Duplicate every item below verbatim, line for line, changing nothing.

* DATASET *

☆ ☆ ☆ ☆ ☆ ☆ ☆

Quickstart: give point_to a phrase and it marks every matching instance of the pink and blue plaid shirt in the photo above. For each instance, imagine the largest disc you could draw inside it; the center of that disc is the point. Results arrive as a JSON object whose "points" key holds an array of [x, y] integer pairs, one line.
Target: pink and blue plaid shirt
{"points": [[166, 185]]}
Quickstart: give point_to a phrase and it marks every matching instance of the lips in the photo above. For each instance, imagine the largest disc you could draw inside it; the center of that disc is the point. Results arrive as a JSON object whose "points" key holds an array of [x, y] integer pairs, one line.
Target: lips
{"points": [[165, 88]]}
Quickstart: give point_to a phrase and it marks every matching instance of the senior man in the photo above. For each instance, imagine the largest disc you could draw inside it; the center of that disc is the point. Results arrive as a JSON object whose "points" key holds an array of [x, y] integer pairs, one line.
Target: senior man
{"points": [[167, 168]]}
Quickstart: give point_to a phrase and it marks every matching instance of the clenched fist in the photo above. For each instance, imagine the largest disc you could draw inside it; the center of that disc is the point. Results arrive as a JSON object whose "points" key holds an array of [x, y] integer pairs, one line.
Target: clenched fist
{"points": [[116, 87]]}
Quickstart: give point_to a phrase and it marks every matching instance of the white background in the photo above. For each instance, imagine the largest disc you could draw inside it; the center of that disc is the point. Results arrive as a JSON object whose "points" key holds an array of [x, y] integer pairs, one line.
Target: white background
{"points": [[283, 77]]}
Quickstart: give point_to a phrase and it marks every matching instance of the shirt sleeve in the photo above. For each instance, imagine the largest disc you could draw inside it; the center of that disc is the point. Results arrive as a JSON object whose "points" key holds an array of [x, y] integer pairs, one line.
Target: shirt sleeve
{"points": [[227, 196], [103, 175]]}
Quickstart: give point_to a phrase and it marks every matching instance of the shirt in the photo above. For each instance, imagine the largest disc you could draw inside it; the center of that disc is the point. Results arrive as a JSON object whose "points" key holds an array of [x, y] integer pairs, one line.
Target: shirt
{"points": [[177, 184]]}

☆ ☆ ☆ ☆ ☆ ☆ ☆

* EXERCISE OUTPUT *
Quickstart: give point_to a phrase and it marks every matching instance of the pink and blue plaid shirt in the photo above. For each instance, imagine the largest disc you could draw inside it; the center of that disc is the point. Results arrive as a JSON object whose "points" key holds an array of [x, y] integer pairs, one line.
Target: pink and blue plaid shirt
{"points": [[166, 185]]}
Quickstart: give point_to a phrase and it marks every matching instance of the lips in the photo above. For each instance, imagine the largest disc you could draw inside it; the center of that disc is the point. Results arrive as a JSON object whose "points" key holds an array of [x, y] integer pairs, one line.
Target: lips
{"points": [[165, 88]]}
Quickstart: give point_to a phrase and it marks every matching instance of the senior man in the photo above. For each instance, imagine the largest disc you could draw inside it; the center of that disc is the point. Results arrive as a JSON object whose "points" key holds an array of [x, y] integer pairs, one line.
Target: senior man
{"points": [[167, 168]]}
Quickstart: give point_to a phrase and it marks every matching instance of the clenched fist in the photo above. For each instance, imagine the largest disc you could draw inside it; the center of that disc is the point. Results arrive as a JSON object whose "points" key holds an array of [x, y] integer pairs, one line.
Target: clenched fist
{"points": [[116, 87]]}
Quickstart: give point_to a phrase and it marks every matching instance of the white background in the photo above. For each instance, imagine the largest disc you could draw inside it; the center of that disc is the point. Results arrive as a JSON object whose "points" key holds an array of [x, y] integer pairs, one line.
Target: white background
{"points": [[283, 77]]}
Quickstart: give point_to a phrase and it marks every matching instance of the shirt sleeve in the photo above. For each instance, imagine the largest disc you could draw inside it; the center of that disc is the point. Results arrive as a JSON object whose "points" key holds an array of [x, y] integer pairs, one line.
Target: shirt sleeve
{"points": [[227, 196], [103, 175]]}
Quickstart: give point_to a phrase and it marks every matching instance of the shirt in the photo above. For each instance, imagine the largest disc you could draw inside it; the center of that disc is the point. Results arrive as a JSON object whose "points" key holds an array of [x, y] integer pairs, one line.
Target: shirt
{"points": [[177, 184]]}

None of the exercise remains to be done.